>> START Text passage

This part was proposed by China Aerospace Science and Technology Corporation.
This part is under the jurisdiction of China Aerospace Standardization Institute.
This part was firstly issued in April 1991, and firstly revised this time.
Telemetry tracking command and data handling for spacecraft
Part 8: Onboard data handling interface
1 Scope
This part specifies the general provisions of interface of spacecraft data handling system (hereinafter referred to as data handling system), as well as telemetry channel interface, telecommand channel interface and serial data bus interface.
This part is applicable to spacecraft data handling system and users who have interface with data handling system.
2 Normative references
The following standards contain provisions which, through reference in this text, constitute provisions of this part. For dated references, subsequent amendments (excluding corrections), or revisions, of any of these publications do not apply to this part. However, parties to agreements based on this part are encouraged to investigate the possibility of applying the most recent editions of the normative documents indicated below. For undated references, the latest editions apply to this part.
GJB 289A-1997 Digital time division command/response multiplex data bus
GJB 727A-1998 Terms and acronyms of space tracking telemetry and command system
3 Terms and definitions
For the purposes of this part, the terms and definitions established in GJB 727A-1998 and the following ones apply.
3.1
central terminal unit (CTU)

>> END Text passage
>> START Data records

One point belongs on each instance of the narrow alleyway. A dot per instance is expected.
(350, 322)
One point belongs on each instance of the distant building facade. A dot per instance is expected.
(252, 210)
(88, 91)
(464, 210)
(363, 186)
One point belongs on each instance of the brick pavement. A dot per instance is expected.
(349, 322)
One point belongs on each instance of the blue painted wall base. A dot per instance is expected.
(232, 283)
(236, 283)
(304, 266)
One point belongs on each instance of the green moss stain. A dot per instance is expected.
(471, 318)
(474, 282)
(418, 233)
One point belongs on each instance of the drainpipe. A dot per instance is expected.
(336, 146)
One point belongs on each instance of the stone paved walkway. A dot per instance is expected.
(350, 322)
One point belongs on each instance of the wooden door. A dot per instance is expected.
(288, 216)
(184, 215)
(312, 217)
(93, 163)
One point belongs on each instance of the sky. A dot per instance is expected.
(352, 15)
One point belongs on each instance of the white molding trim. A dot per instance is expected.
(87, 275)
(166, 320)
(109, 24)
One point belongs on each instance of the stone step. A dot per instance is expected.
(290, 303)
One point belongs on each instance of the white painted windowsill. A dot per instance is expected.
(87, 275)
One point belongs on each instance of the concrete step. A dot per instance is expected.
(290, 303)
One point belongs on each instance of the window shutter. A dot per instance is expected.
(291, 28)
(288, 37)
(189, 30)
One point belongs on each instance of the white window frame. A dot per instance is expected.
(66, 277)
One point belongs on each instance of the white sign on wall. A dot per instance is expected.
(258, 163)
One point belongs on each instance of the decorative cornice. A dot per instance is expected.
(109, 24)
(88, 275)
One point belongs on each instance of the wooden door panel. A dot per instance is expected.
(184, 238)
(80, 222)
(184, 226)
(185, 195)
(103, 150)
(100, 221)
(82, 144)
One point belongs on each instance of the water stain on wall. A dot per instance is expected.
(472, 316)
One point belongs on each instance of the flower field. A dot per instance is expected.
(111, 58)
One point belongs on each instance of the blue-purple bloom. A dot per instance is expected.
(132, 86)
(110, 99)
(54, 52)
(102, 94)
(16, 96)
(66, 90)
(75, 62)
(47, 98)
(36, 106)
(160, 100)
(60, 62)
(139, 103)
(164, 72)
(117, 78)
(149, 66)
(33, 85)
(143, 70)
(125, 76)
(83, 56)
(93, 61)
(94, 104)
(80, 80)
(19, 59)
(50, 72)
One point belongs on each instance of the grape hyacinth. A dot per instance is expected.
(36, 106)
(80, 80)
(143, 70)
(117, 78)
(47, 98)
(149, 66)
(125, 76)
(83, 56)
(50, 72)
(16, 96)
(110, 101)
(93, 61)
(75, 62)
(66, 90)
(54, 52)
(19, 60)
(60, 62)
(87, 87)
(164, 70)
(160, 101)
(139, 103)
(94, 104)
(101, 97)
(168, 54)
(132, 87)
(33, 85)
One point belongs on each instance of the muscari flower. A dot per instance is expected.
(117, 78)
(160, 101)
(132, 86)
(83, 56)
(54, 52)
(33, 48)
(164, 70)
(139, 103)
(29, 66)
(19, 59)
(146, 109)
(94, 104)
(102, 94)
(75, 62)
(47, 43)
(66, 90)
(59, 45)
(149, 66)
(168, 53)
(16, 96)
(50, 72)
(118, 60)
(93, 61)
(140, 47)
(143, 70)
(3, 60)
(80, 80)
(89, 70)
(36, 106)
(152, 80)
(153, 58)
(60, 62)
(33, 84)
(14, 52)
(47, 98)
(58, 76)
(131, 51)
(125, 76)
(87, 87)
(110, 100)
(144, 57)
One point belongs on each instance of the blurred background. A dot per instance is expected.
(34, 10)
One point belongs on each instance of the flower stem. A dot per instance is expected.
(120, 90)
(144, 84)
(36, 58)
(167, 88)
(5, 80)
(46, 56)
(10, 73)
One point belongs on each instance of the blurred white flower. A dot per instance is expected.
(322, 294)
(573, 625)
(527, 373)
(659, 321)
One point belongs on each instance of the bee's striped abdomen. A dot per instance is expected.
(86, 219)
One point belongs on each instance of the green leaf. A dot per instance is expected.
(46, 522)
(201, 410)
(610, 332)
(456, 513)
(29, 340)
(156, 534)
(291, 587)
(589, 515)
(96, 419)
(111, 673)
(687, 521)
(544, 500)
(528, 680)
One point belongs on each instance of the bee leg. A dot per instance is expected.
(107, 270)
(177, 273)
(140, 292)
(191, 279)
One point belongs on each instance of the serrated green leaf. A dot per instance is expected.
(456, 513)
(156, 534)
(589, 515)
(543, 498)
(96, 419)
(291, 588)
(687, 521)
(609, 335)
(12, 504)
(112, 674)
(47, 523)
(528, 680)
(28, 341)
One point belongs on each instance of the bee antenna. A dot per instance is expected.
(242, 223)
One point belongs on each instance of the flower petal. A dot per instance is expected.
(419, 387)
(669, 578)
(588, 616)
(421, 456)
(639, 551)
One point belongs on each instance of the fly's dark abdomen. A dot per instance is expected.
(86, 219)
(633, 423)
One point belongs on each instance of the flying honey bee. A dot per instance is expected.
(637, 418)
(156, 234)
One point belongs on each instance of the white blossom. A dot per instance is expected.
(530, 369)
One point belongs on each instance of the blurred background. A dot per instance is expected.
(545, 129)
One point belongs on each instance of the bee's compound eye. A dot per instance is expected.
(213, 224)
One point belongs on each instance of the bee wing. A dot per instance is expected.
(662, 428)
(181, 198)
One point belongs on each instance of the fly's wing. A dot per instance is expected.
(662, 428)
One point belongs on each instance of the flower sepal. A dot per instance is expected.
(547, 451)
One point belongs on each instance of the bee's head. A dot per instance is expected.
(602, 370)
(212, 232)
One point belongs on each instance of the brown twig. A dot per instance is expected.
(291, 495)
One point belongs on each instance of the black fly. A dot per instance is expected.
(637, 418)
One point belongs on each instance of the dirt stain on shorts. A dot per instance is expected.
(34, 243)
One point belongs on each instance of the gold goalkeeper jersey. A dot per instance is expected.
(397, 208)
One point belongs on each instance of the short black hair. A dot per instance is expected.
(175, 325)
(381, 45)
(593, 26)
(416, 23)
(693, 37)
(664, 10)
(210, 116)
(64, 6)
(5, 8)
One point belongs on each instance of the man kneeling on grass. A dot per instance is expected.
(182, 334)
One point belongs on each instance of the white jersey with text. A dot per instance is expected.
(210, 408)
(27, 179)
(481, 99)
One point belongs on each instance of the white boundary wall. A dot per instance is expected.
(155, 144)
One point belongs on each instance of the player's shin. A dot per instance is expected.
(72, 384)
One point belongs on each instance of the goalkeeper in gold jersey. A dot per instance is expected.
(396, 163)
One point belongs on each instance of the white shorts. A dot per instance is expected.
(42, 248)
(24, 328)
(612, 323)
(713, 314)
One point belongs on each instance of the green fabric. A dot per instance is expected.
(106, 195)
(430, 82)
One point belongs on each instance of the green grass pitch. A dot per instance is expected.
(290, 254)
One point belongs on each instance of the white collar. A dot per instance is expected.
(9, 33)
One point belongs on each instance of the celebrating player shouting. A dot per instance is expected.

>> END Data records

(Given request)
Continue the standard on spacecraft onboard data handling interfaces from the point where it stops.

(Response to the task)
central control equipment of data handling system, which collects data acquired from remote unit, data transmitted through serial data bus and data generated by computer software; processes, stores and sends downlink telemetry data to telemetry transmitter (transponder) of spacecraft; processes, stores and distributes telecommands and data from earth station or other spacecraft, as well as control commands and data generated by spacecraft; generates spacecraft clock, implements the handling of spacecraft computer, and realizes the handling of serial data bus and spacecraft data.
3.2
remote terminal unit (RTU)
equipment configured at different parts of spacecraft to collect telemetry data and distribute commands and data, which can also complete closed-loop autonomous control
3.3
remote bus interface (RBI)
serial data bus interface boards configured in other subsystems, equipment and scientific instruments which are used to realize data exchange between CTU and these subsystems, equipment and scientific instruments via serial data bus
3.4
telecommand unit (TCU)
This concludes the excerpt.